| Instructions for the task |
Pick out every line below that contains the word "rocky" and copy each one.

Records from a data collection:
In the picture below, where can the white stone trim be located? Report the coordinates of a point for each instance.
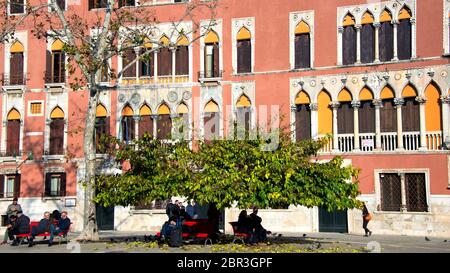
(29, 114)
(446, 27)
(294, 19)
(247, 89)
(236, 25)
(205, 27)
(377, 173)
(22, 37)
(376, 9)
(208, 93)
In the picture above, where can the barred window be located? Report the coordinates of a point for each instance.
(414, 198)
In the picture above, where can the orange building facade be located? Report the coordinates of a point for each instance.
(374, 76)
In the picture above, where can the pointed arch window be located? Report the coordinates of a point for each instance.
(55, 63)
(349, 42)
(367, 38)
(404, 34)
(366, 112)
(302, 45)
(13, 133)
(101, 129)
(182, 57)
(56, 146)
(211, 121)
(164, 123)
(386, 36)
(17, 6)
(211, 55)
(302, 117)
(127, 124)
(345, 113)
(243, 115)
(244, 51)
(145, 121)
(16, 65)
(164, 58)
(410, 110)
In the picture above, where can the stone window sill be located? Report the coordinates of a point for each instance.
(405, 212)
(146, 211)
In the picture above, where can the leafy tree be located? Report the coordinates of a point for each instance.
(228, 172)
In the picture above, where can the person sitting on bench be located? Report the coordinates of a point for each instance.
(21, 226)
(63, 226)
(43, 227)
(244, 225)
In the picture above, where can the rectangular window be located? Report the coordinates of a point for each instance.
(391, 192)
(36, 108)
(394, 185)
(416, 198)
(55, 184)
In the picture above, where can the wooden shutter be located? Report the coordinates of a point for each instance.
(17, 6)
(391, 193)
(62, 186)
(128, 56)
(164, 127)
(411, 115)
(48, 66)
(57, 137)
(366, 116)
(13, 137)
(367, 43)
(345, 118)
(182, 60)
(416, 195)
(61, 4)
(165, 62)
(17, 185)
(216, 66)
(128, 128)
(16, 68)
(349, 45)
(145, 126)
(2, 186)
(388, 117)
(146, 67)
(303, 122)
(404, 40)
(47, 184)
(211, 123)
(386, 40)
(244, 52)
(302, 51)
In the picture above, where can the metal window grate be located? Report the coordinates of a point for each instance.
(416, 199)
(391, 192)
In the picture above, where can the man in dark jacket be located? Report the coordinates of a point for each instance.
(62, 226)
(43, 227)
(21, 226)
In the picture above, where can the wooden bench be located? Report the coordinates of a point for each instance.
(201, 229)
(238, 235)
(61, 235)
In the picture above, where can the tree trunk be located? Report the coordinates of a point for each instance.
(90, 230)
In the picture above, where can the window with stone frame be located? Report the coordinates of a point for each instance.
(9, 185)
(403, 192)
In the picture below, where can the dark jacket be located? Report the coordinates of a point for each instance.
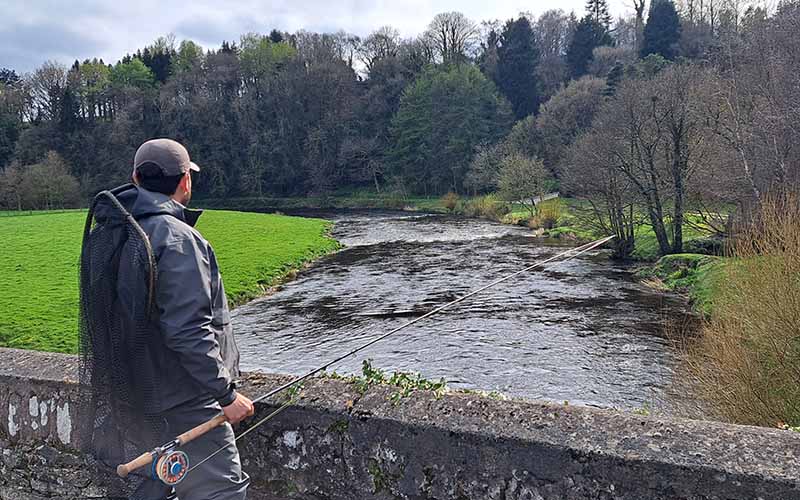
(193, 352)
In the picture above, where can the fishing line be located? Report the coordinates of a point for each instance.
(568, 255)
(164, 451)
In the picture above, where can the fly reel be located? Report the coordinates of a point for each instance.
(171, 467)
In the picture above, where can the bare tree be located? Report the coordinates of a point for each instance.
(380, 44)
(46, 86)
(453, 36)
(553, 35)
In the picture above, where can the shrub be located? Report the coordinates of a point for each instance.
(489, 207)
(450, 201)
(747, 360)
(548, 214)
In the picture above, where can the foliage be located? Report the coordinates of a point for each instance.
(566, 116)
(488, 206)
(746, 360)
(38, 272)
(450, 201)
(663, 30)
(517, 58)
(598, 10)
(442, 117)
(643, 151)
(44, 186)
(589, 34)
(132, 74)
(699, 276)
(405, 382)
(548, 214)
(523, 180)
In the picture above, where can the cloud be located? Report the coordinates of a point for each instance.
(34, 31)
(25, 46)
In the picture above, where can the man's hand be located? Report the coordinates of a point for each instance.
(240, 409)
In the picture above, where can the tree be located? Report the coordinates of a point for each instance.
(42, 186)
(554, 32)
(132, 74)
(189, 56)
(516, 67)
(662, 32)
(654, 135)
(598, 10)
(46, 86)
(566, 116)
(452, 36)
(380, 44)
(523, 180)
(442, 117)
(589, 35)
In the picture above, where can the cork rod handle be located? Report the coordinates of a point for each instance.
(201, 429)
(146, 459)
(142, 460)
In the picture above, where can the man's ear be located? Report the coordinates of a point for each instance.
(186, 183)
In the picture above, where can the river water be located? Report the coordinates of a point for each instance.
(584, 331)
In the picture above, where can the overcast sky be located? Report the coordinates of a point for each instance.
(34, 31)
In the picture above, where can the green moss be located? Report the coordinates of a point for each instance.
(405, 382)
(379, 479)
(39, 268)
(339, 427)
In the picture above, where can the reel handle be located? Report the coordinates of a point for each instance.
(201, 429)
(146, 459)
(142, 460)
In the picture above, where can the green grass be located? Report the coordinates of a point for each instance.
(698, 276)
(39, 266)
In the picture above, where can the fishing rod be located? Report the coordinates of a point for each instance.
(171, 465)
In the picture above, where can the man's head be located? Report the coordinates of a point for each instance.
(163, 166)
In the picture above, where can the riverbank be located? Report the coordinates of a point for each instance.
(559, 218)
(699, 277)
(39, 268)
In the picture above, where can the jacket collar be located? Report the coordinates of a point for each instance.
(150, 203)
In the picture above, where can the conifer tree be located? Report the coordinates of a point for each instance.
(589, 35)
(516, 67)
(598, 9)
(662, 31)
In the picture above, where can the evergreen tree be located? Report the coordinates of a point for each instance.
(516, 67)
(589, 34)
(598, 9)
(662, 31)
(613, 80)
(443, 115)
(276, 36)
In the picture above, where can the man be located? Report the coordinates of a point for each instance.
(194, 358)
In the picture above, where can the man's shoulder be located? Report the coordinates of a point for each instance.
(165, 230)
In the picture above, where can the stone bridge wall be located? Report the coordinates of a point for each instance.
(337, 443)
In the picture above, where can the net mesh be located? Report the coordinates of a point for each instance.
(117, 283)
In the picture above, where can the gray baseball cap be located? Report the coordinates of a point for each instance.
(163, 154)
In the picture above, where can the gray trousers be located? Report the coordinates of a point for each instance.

---

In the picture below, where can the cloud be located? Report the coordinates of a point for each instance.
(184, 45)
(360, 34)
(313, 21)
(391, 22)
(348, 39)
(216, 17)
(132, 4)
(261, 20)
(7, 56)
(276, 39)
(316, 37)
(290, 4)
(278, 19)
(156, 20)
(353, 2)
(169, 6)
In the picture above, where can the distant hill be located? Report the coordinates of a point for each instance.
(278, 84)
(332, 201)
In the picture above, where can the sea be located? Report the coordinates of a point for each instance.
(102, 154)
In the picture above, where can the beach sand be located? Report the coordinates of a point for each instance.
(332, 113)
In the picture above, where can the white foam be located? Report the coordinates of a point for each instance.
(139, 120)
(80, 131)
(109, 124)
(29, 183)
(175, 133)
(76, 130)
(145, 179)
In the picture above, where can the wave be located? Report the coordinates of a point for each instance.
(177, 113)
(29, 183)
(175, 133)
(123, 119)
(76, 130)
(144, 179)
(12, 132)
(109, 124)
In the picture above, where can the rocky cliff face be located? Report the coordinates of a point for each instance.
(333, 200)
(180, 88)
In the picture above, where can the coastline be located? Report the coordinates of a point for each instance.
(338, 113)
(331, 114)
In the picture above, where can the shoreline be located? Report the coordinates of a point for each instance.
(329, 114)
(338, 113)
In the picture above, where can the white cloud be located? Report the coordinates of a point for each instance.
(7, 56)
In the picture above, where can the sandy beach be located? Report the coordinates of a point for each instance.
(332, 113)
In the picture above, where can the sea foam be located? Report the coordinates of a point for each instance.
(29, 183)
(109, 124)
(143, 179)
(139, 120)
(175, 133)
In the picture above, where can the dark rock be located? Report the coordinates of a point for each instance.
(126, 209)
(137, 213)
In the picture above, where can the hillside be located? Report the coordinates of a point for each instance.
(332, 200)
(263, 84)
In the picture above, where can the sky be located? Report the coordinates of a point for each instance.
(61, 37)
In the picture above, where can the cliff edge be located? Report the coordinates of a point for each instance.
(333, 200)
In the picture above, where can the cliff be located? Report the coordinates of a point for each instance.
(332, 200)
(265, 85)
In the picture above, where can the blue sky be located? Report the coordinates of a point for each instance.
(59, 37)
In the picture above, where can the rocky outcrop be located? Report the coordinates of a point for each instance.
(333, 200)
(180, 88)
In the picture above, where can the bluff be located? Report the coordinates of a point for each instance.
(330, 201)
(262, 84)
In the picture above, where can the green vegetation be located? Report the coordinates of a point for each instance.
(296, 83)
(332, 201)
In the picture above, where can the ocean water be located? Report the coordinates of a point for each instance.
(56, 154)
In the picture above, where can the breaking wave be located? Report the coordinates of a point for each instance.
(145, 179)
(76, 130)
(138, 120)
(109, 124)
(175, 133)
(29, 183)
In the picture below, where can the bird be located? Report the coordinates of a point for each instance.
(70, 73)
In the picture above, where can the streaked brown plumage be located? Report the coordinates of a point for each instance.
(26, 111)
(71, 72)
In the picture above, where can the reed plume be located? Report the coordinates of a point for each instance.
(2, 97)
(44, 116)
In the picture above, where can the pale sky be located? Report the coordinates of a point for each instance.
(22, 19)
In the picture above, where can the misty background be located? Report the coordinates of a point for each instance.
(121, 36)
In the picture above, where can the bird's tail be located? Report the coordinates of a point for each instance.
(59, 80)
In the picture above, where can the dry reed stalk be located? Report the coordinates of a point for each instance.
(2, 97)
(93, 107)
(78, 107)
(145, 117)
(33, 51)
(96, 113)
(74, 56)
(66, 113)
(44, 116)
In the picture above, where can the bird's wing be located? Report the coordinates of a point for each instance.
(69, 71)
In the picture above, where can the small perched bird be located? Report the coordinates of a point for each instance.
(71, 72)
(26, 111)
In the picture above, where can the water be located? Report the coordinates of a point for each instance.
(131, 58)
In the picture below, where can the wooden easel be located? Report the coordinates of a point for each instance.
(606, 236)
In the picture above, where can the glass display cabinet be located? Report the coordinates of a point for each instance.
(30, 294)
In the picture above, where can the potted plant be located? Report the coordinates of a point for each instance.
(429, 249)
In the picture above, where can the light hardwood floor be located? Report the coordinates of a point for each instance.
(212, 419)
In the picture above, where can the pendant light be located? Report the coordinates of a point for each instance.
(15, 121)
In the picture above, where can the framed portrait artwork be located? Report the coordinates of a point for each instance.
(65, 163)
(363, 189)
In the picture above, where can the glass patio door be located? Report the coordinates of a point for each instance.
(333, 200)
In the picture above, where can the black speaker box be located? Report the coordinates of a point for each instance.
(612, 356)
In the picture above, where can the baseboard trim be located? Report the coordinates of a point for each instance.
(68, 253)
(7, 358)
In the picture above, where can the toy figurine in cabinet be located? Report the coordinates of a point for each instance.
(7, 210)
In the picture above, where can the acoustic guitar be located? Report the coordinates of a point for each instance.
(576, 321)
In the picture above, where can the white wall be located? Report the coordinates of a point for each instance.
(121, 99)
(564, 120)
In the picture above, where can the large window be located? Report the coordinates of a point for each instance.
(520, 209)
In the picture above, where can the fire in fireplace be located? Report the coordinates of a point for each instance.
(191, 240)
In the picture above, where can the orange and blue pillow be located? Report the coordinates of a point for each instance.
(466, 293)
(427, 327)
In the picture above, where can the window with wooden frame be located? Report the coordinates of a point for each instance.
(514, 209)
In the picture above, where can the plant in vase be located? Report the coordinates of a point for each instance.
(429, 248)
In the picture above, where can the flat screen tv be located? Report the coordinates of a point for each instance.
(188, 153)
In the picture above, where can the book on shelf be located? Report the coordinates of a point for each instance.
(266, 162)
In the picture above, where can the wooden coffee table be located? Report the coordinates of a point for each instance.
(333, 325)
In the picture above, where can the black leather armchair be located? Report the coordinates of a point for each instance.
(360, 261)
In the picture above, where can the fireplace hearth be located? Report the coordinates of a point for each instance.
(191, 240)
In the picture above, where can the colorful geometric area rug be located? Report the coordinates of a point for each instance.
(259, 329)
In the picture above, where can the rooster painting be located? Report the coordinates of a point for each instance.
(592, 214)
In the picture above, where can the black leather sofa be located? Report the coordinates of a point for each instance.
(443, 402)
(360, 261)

| Answer in full |
In the picture above, where can the rocky cliff face be located? Report the coordinates of a point for each instance.
In the picture above, where can the rocky outcrop be located? Report the coordinates of a point for each instance.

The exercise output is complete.